§ **Work order**: Copy out all lines of the material below in which "segment" occurs.
══ Material provided
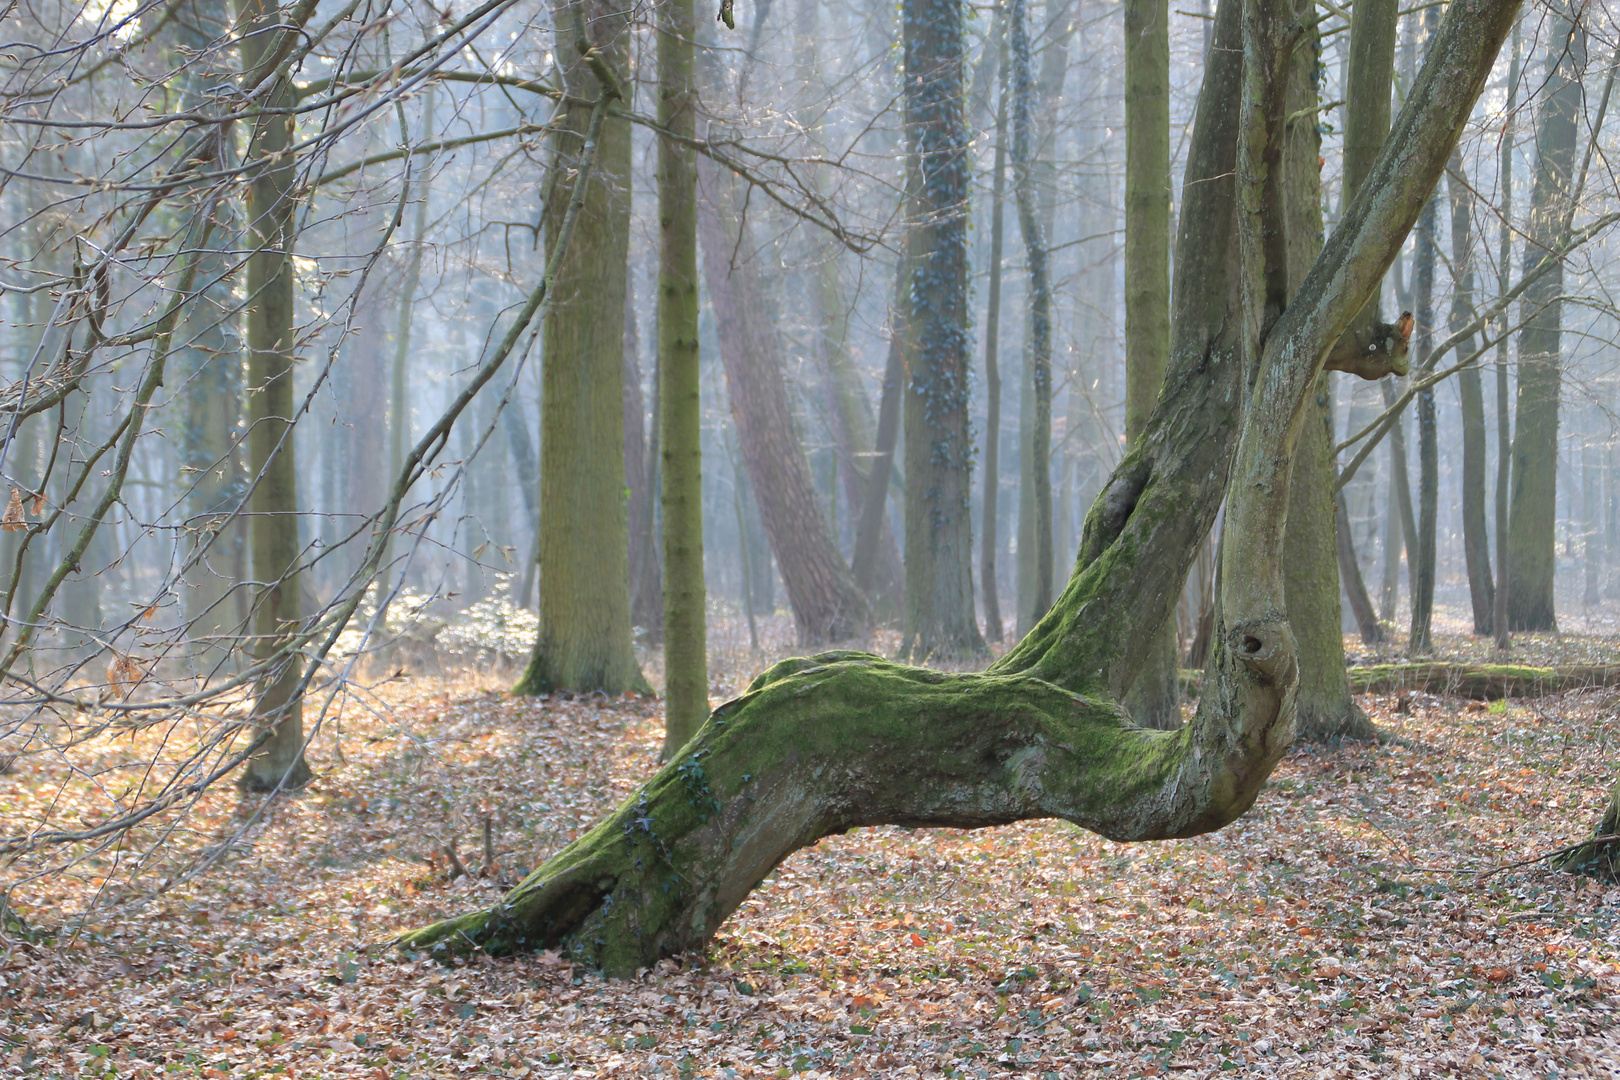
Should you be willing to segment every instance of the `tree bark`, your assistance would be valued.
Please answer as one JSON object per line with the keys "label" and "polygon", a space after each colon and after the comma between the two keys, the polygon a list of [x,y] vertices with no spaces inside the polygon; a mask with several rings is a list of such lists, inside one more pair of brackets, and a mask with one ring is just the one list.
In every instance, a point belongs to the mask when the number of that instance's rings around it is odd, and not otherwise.
{"label": "tree bark", "polygon": [[1350,543],[1350,508],[1344,492],[1333,495],[1333,543],[1339,563],[1339,580],[1344,595],[1350,601],[1350,613],[1356,620],[1356,631],[1365,645],[1376,645],[1384,640],[1384,628],[1378,623],[1378,612],[1373,610],[1367,583],[1361,577],[1361,564],[1356,561],[1355,548]]}
{"label": "tree bark", "polygon": [[[1513,51],[1508,61],[1508,92],[1506,117],[1502,131],[1502,152],[1498,160],[1498,173],[1502,179],[1502,225],[1500,250],[1497,252],[1497,292],[1508,290],[1509,267],[1513,262],[1513,137],[1518,116],[1520,29],[1513,27]],[[1509,323],[1509,313],[1502,312],[1502,326]],[[1491,629],[1496,634],[1496,650],[1505,653],[1513,645],[1508,630],[1508,492],[1513,469],[1513,435],[1508,416],[1508,362],[1512,339],[1504,333],[1496,346],[1496,592],[1492,596]]]}
{"label": "tree bark", "polygon": [[[239,48],[248,77],[270,82],[268,109],[290,110],[292,81],[285,69],[258,68],[280,55],[281,23],[275,0],[241,0],[237,14],[244,28]],[[282,31],[291,33],[292,31]],[[255,479],[250,502],[253,576],[260,582],[252,611],[253,649],[259,659],[274,656],[303,612],[298,588],[298,470],[293,460],[293,158],[290,111],[268,112],[253,125],[248,160],[264,161],[248,183],[246,323],[248,387],[248,470]],[[303,666],[287,655],[257,687],[255,721],[269,729],[259,751],[243,766],[241,783],[250,791],[301,787],[311,773],[304,763],[303,701],[297,695]]]}
{"label": "tree bark", "polygon": [[[556,946],[628,975],[701,949],[788,854],[856,826],[1057,816],[1141,840],[1219,828],[1252,805],[1293,737],[1297,668],[1280,567],[1293,436],[1322,358],[1444,169],[1517,4],[1448,14],[1366,189],[1269,324],[1258,316],[1284,295],[1266,285],[1284,276],[1269,242],[1280,236],[1274,166],[1293,12],[1251,4],[1239,40],[1238,7],[1221,5],[1189,146],[1165,392],[1094,504],[1074,576],[1036,631],[982,674],[859,653],[784,661],[493,911],[407,934],[402,947]],[[1234,229],[1238,243],[1220,242]],[[1234,254],[1241,276],[1211,273]],[[1244,409],[1251,376],[1266,392]],[[1212,671],[1192,724],[1150,731],[1108,687],[1128,685],[1142,629],[1172,609],[1229,472]],[[908,472],[908,487],[917,479]]]}
{"label": "tree bark", "polygon": [[[583,149],[595,77],[572,45],[576,17],[612,70],[625,69],[629,15],[605,0],[557,0],[563,85],[552,136],[553,175]],[[630,637],[629,538],[624,501],[624,294],[630,241],[630,122],[610,116],[552,286],[543,332],[540,424],[540,633],[517,692],[646,693]],[[565,185],[544,211],[549,254]]]}
{"label": "tree bark", "polygon": [[[1126,0],[1125,439],[1141,437],[1170,352],[1170,5]],[[1126,705],[1144,727],[1181,726],[1175,626],[1156,647]],[[1342,666],[1342,665],[1341,665]]]}
{"label": "tree bark", "polygon": [[1560,857],[1555,865],[1571,874],[1620,881],[1620,783],[1609,792],[1609,804],[1592,830],[1592,843]]}
{"label": "tree bark", "polygon": [[694,0],[658,8],[658,404],[663,451],[664,749],[667,760],[709,715],[703,581],[703,403],[698,367]]}
{"label": "tree bark", "polygon": [[[1433,10],[1431,8],[1430,12]],[[1418,218],[1417,250],[1413,259],[1412,292],[1417,309],[1417,367],[1413,374],[1420,379],[1432,374],[1434,369],[1434,232],[1439,206],[1438,195],[1431,196],[1423,204],[1423,213]],[[1434,615],[1434,542],[1440,513],[1437,422],[1434,387],[1427,386],[1417,393],[1417,545],[1406,553],[1406,569],[1412,583],[1412,629],[1406,639],[1406,651],[1410,656],[1425,656],[1434,651],[1429,623]]]}
{"label": "tree bark", "polygon": [[[1474,236],[1467,176],[1462,156],[1451,155],[1447,167],[1451,198],[1451,318],[1456,333],[1474,318]],[[1474,352],[1470,335],[1458,347],[1462,356]],[[1473,606],[1474,633],[1491,632],[1491,610],[1496,588],[1491,580],[1491,549],[1485,524],[1485,393],[1479,368],[1458,373],[1457,395],[1462,414],[1462,526],[1463,557],[1468,564],[1468,598]]]}
{"label": "tree bark", "polygon": [[960,0],[906,0],[903,23],[909,284],[902,654],[923,661],[985,651],[974,616],[968,502],[966,34]]}
{"label": "tree bark", "polygon": [[[1547,96],[1536,144],[1524,267],[1534,268],[1562,239],[1574,180],[1576,117],[1586,31],[1561,15],[1547,41]],[[1508,515],[1509,630],[1556,630],[1553,569],[1557,561],[1559,351],[1564,271],[1556,266],[1526,289],[1528,316],[1519,333],[1517,430],[1513,436],[1513,505]]]}
{"label": "tree bark", "polygon": [[[1001,29],[1001,8],[996,8],[996,26]],[[996,104],[996,157],[990,179],[990,284],[986,290],[984,315],[984,504],[980,518],[979,589],[984,595],[984,636],[990,641],[1002,638],[1001,598],[996,591],[996,548],[999,544],[996,515],[1001,495],[1001,256],[1006,240],[1007,190],[1007,39],[997,35],[1001,53],[1000,90]]]}
{"label": "tree bark", "polygon": [[1349,671],[1350,685],[1358,694],[1417,691],[1472,698],[1475,701],[1544,697],[1620,685],[1620,665],[1616,664],[1528,667],[1523,664],[1452,664],[1431,660],[1414,664],[1374,664],[1350,668]]}
{"label": "tree bark", "polygon": [[731,417],[793,606],[799,644],[862,637],[871,627],[870,609],[817,503],[788,404],[774,328],[766,319],[755,277],[731,266],[734,251],[750,250],[747,224],[737,218],[735,181],[704,157],[698,158],[697,173],[703,272],[714,304]]}

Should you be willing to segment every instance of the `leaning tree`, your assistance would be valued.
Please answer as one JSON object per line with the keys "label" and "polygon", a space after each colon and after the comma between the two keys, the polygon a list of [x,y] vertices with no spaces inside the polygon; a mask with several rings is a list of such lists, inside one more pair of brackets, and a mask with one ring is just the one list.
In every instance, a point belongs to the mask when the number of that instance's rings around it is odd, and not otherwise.
{"label": "leaning tree", "polygon": [[[1287,301],[1280,165],[1305,28],[1292,5],[1222,0],[1182,188],[1164,387],[1093,504],[1046,617],[979,674],[855,652],[777,664],[493,910],[401,946],[560,947],[627,975],[701,948],[772,867],[857,826],[1059,817],[1153,840],[1248,810],[1294,734],[1281,563],[1311,387],[1328,363],[1369,373],[1375,358],[1340,338],[1444,171],[1518,8],[1451,5],[1371,173]],[[1228,490],[1218,633],[1197,716],[1178,731],[1139,727],[1121,694]]]}

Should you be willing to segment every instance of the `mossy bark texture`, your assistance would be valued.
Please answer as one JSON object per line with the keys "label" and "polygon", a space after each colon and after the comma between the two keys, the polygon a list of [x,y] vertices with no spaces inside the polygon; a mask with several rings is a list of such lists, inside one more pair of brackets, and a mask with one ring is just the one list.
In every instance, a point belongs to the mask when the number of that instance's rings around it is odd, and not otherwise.
{"label": "mossy bark texture", "polygon": [[[1165,392],[1035,631],[980,674],[860,653],[785,661],[493,910],[408,934],[402,947],[561,947],[625,975],[701,948],[781,859],[855,826],[1055,816],[1147,840],[1219,828],[1249,808],[1294,733],[1280,562],[1295,438],[1322,358],[1439,178],[1518,5],[1484,0],[1447,16],[1366,190],[1269,332],[1248,316],[1259,308],[1255,283],[1273,280],[1255,230],[1268,216],[1263,166],[1282,138],[1283,95],[1271,89],[1289,13],[1251,3],[1240,20],[1239,7],[1225,0],[1217,16],[1189,146]],[[1211,242],[1234,229],[1240,244]],[[1211,272],[1234,247],[1241,281]],[[1240,412],[1251,386],[1254,407]],[[1142,629],[1162,625],[1175,603],[1229,471],[1228,540],[1238,539],[1223,546],[1198,715],[1180,731],[1146,730],[1113,687],[1140,662]]]}
{"label": "mossy bark texture", "polygon": [[1373,664],[1349,670],[1358,694],[1417,690],[1428,694],[1495,701],[1498,698],[1542,697],[1571,690],[1620,685],[1620,665],[1560,664]]}
{"label": "mossy bark texture", "polygon": [[[576,7],[582,11],[576,12]],[[583,18],[590,42],[625,70],[629,15],[605,0],[557,0],[556,25]],[[572,29],[560,35],[571,41]],[[559,107],[553,170],[583,150],[596,77],[571,44],[557,56],[570,100]],[[547,251],[567,210],[566,183],[548,193]],[[624,473],[624,294],[630,242],[630,122],[609,117],[596,150],[568,259],[552,285],[541,357],[540,633],[518,690],[646,692],[630,638],[630,554]]]}
{"label": "mossy bark texture", "polygon": [[1583,844],[1558,860],[1560,870],[1605,881],[1620,881],[1620,783],[1609,793],[1609,805],[1604,807],[1597,828],[1592,830],[1593,842]]}

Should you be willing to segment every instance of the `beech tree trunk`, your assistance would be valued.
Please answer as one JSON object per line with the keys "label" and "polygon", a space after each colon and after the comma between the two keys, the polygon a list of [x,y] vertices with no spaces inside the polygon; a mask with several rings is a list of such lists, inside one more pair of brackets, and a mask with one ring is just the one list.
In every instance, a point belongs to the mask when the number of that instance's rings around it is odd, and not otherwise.
{"label": "beech tree trunk", "polygon": [[664,510],[664,757],[709,715],[703,581],[703,403],[698,367],[694,0],[658,8],[658,403]]}
{"label": "beech tree trunk", "polygon": [[[1001,27],[1001,9],[996,9]],[[1001,597],[996,590],[996,549],[1000,543],[996,529],[1001,496],[1001,253],[1006,241],[1007,190],[1007,39],[1005,29],[997,35],[1002,63],[1001,87],[996,95],[996,157],[990,178],[990,284],[986,289],[984,315],[984,480],[983,514],[980,517],[979,589],[984,595],[984,636],[990,641],[1002,638]]]}
{"label": "beech tree trunk", "polygon": [[[1434,231],[1439,201],[1438,196],[1431,197],[1423,204],[1423,213],[1418,218],[1417,251],[1412,271],[1412,292],[1417,309],[1417,364],[1412,373],[1414,378],[1422,378],[1434,370]],[[1440,441],[1437,423],[1434,387],[1425,387],[1417,393],[1417,544],[1406,553],[1406,568],[1412,582],[1412,629],[1406,639],[1406,651],[1410,656],[1424,656],[1434,651],[1434,643],[1429,637],[1429,623],[1434,614],[1434,542],[1440,513]]]}
{"label": "beech tree trunk", "polygon": [[[1451,317],[1448,328],[1461,330],[1474,318],[1474,227],[1467,176],[1462,156],[1451,155],[1446,169],[1451,199]],[[1457,349],[1460,356],[1474,353],[1473,335]],[[1457,396],[1462,414],[1462,526],[1463,558],[1468,564],[1468,598],[1473,605],[1474,633],[1491,632],[1491,610],[1496,585],[1491,579],[1491,548],[1485,524],[1485,392],[1479,367],[1457,374]]]}
{"label": "beech tree trunk", "polygon": [[[906,0],[906,620],[903,655],[985,652],[973,607],[968,140],[961,0]],[[1048,518],[1050,522],[1050,518]]]}
{"label": "beech tree trunk", "polygon": [[[788,854],[857,826],[1056,816],[1146,840],[1244,813],[1293,739],[1281,563],[1295,433],[1326,353],[1439,179],[1517,8],[1481,0],[1448,13],[1363,192],[1284,309],[1277,166],[1294,15],[1224,0],[1188,148],[1165,391],[1034,632],[978,674],[850,652],[784,661],[493,910],[399,944],[440,955],[560,947],[629,975],[701,949]],[[1251,376],[1265,391],[1245,408]],[[1113,688],[1140,667],[1143,629],[1173,609],[1228,475],[1219,632],[1198,715],[1148,730]],[[917,481],[908,472],[908,487]]]}
{"label": "beech tree trunk", "polygon": [[[576,13],[576,7],[583,10]],[[628,60],[629,16],[605,0],[556,0],[559,27],[583,18],[614,71]],[[574,97],[552,136],[553,168],[583,151],[596,78],[561,32],[563,84]],[[630,244],[630,122],[610,116],[553,286],[541,355],[540,632],[518,692],[648,692],[630,636],[629,522],[624,500],[624,295]],[[559,185],[560,188],[560,185]],[[565,199],[548,200],[546,249]]]}
{"label": "beech tree trunk", "polygon": [[1592,830],[1592,843],[1584,844],[1560,858],[1560,870],[1605,881],[1620,881],[1620,783],[1609,793],[1609,805],[1604,807]]}
{"label": "beech tree trunk", "polygon": [[[242,35],[244,75],[270,82],[265,104],[288,109],[292,81],[285,69],[261,72],[262,64],[281,55],[281,35],[271,28],[281,21],[275,0],[242,0],[238,21],[257,32]],[[292,31],[283,31],[291,33]],[[290,626],[303,612],[298,588],[298,469],[293,460],[292,117],[269,113],[253,125],[248,160],[276,162],[261,169],[248,184],[248,234],[253,252],[247,260],[246,323],[248,386],[248,471],[255,487],[250,543],[253,576],[261,582],[252,611],[253,650],[257,658],[280,651]],[[282,155],[279,156],[278,155]],[[255,720],[269,736],[246,765],[241,784],[250,791],[301,787],[311,773],[304,763],[303,702],[297,696],[303,672],[299,655],[287,655],[264,677],[253,702]]]}
{"label": "beech tree trunk", "polygon": [[[1536,144],[1536,183],[1530,194],[1524,268],[1534,268],[1565,231],[1574,182],[1581,73],[1586,68],[1586,31],[1567,15],[1547,39],[1547,96],[1541,105]],[[1509,630],[1556,630],[1553,569],[1557,562],[1558,395],[1562,386],[1562,265],[1524,291],[1528,317],[1519,333],[1517,428],[1513,436],[1513,505],[1508,515]]]}
{"label": "beech tree trunk", "polygon": [[746,270],[733,272],[731,266],[733,252],[751,250],[747,224],[737,218],[734,180],[722,176],[706,157],[698,158],[697,173],[703,273],[719,329],[731,417],[765,535],[793,606],[799,644],[863,637],[871,628],[870,609],[816,500],[782,378],[775,329],[754,277]]}
{"label": "beech tree trunk", "polygon": [[[1170,352],[1170,6],[1126,0],[1125,439],[1139,438]],[[1167,622],[1126,704],[1144,727],[1181,726],[1176,628]],[[1340,665],[1343,666],[1343,665]]]}

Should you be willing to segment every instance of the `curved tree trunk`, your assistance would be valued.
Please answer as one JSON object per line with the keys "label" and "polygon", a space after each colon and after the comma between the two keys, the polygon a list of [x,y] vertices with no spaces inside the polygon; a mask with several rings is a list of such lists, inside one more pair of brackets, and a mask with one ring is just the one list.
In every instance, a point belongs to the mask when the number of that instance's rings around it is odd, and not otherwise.
{"label": "curved tree trunk", "polygon": [[[1252,805],[1293,738],[1281,560],[1294,436],[1323,357],[1438,180],[1518,5],[1482,0],[1448,14],[1366,190],[1281,311],[1276,164],[1291,12],[1252,4],[1240,46],[1238,7],[1225,0],[1217,16],[1189,147],[1165,392],[1094,504],[1075,573],[1035,631],[982,674],[859,653],[778,664],[494,910],[405,935],[402,947],[560,946],[628,975],[702,948],[790,852],[858,825],[1057,816],[1145,840],[1219,828]],[[1247,73],[1243,57],[1254,65]],[[1234,226],[1239,243],[1212,242]],[[1234,254],[1241,278],[1226,272]],[[1251,376],[1255,400],[1244,410]],[[1146,730],[1110,688],[1129,684],[1142,629],[1172,610],[1229,465],[1230,542],[1206,690],[1192,724]]]}
{"label": "curved tree trunk", "polygon": [[776,334],[754,277],[735,273],[732,253],[751,250],[737,219],[731,177],[699,157],[698,232],[703,273],[719,328],[731,417],[742,444],[776,567],[787,586],[799,644],[861,637],[870,629],[866,598],[827,528],[788,404]]}
{"label": "curved tree trunk", "polygon": [[990,179],[990,284],[984,316],[984,504],[979,532],[979,590],[984,596],[984,636],[1002,638],[1001,597],[996,590],[996,530],[1001,496],[1001,253],[1006,239],[1007,201],[1007,38],[996,8],[996,48],[1001,53],[1001,87],[996,95],[996,156]]}
{"label": "curved tree trunk", "polygon": [[[1412,292],[1417,308],[1417,367],[1413,371],[1414,378],[1422,378],[1434,371],[1434,229],[1439,204],[1438,195],[1430,197],[1423,204],[1423,213],[1418,218],[1417,251],[1412,271]],[[1437,423],[1434,387],[1424,387],[1417,394],[1417,545],[1406,552],[1407,571],[1412,583],[1412,629],[1406,639],[1406,651],[1410,656],[1425,656],[1434,651],[1429,623],[1434,614],[1434,544],[1440,512]]]}

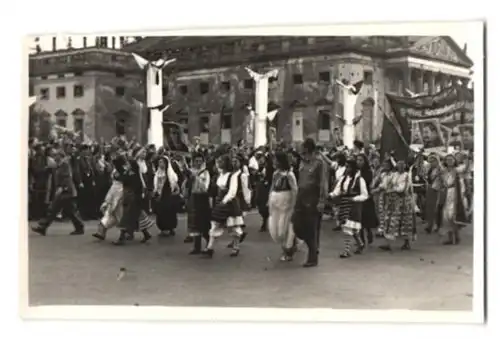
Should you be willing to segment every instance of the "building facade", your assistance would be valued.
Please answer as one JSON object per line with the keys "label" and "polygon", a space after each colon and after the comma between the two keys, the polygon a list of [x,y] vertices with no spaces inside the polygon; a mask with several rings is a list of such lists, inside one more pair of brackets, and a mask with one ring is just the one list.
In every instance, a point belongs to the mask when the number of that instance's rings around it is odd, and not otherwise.
{"label": "building facade", "polygon": [[[32,56],[30,78],[35,93],[42,95],[50,81],[55,91],[55,98],[46,103],[40,100],[41,106],[54,119],[59,119],[59,110],[68,117],[73,117],[76,109],[85,112],[85,133],[92,137],[108,139],[113,133],[121,133],[118,127],[125,124],[129,126],[128,134],[144,138],[147,122],[144,108],[137,104],[144,101],[144,75],[129,52],[149,60],[177,59],[164,71],[164,100],[171,105],[164,120],[183,124],[190,139],[201,136],[206,143],[246,138],[254,83],[245,67],[258,72],[279,70],[278,76],[269,81],[269,110],[278,109],[277,138],[291,142],[311,137],[321,143],[329,143],[333,130],[341,130],[343,124],[342,96],[335,80],[364,82],[356,104],[357,114],[363,116],[356,134],[366,142],[376,142],[388,108],[386,93],[405,95],[406,89],[414,93],[438,92],[452,81],[467,82],[472,67],[464,51],[450,37],[443,36],[147,37],[124,46],[120,52],[85,49],[76,52],[78,57],[73,56],[71,61],[69,52],[45,57],[66,58],[66,63],[47,64],[42,61],[43,54]],[[71,87],[77,85],[75,81],[86,79],[88,101],[82,98],[74,100],[71,107],[61,106],[57,84],[63,78],[59,74],[74,74],[69,70],[82,67],[84,75],[65,77],[64,81]],[[41,79],[42,74],[47,78]],[[56,78],[49,79],[49,75]],[[123,96],[112,95],[119,86],[124,87]],[[107,101],[102,100],[106,95]],[[102,101],[107,105],[99,105]]]}
{"label": "building facade", "polygon": [[143,75],[130,53],[59,50],[31,55],[29,63],[29,91],[38,97],[35,110],[43,119],[94,140],[145,138]]}

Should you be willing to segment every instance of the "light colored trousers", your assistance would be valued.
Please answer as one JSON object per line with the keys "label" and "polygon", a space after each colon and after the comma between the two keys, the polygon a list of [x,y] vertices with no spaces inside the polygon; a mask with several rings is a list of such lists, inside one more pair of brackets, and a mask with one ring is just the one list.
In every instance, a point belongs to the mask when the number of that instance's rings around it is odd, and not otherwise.
{"label": "light colored trousers", "polygon": [[293,205],[291,191],[271,191],[269,195],[269,234],[273,241],[284,249],[290,249],[294,244],[295,234],[291,223]]}

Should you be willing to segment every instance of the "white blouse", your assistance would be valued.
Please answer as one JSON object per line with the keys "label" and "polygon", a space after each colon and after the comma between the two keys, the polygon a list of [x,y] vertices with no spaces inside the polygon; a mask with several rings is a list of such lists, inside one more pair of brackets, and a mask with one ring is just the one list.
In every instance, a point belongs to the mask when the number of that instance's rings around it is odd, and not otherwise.
{"label": "white blouse", "polygon": [[232,173],[221,173],[219,174],[219,177],[217,178],[217,186],[219,188],[224,188],[226,187],[226,183],[228,182],[229,179],[229,189],[222,199],[223,204],[227,204],[229,201],[234,199],[236,197],[236,193],[238,192],[238,177],[232,176]]}
{"label": "white blouse", "polygon": [[[337,185],[335,186],[335,189],[333,192],[330,193],[330,196],[333,197],[338,197],[342,194],[342,192],[347,192],[349,189],[349,185],[351,184],[351,180],[356,180],[359,178],[359,189],[360,189],[360,194],[353,197],[353,201],[365,201],[368,199],[368,189],[366,188],[366,182],[365,179],[363,179],[359,173],[357,173],[354,178],[351,178],[347,176],[346,180],[344,181],[344,177],[340,178],[339,181],[337,182]],[[342,187],[342,182],[344,186]]]}
{"label": "white blouse", "polygon": [[[248,188],[248,173],[246,173],[244,169],[238,170],[231,175],[231,180],[233,180],[233,178],[236,178],[235,179],[236,184],[238,184],[238,175],[240,173],[241,173],[241,192],[243,193],[243,199],[245,199],[245,202],[247,204],[250,204],[252,200],[252,191],[250,191],[250,188]],[[238,190],[237,187],[236,190]]]}

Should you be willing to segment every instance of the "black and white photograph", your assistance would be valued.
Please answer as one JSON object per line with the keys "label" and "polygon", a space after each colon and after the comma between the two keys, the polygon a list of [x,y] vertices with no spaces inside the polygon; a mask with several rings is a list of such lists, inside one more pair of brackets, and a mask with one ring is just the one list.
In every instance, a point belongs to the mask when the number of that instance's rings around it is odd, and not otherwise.
{"label": "black and white photograph", "polygon": [[452,26],[26,37],[24,316],[482,319],[483,36]]}

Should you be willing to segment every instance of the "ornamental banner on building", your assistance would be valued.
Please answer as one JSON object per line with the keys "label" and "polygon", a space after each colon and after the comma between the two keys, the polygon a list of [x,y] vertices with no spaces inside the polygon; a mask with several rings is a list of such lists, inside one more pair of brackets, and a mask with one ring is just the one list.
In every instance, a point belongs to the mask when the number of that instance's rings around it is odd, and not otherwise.
{"label": "ornamental banner on building", "polygon": [[452,85],[435,95],[387,95],[389,109],[382,128],[382,152],[408,154],[411,144],[424,149],[474,147],[473,90]]}

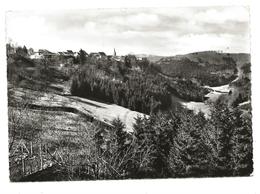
════
§ **Written reply**:
Should you be willing to segment every instance of the `tree bark`, your assistance would be valued.
Should you be willing to segment every instance of the `leaning tree`, your assistance would be valued.
Should you be willing to segment every instance of the `mossy bark texture`, your assistance would be valued.
Should you be willing to segment every instance of the `beech tree trunk`, your assistance would be valued.
Should you be willing to segment every instance of the `curved tree trunk`, your assistance would be valued.
Should you be willing to segment every instance of the "building facade", your assistance would be valued.
Should you be willing to segment every instance of the "light colored trousers", your assistance would be valued.
Should you be willing to segment every instance of the "white blouse", your assistance would be valued.
Should you be willing to segment every instance of the "black and white photograph", your assistance would be valued.
Should you be willing to segment every instance of the "ornamental banner on building", your assistance would be valued.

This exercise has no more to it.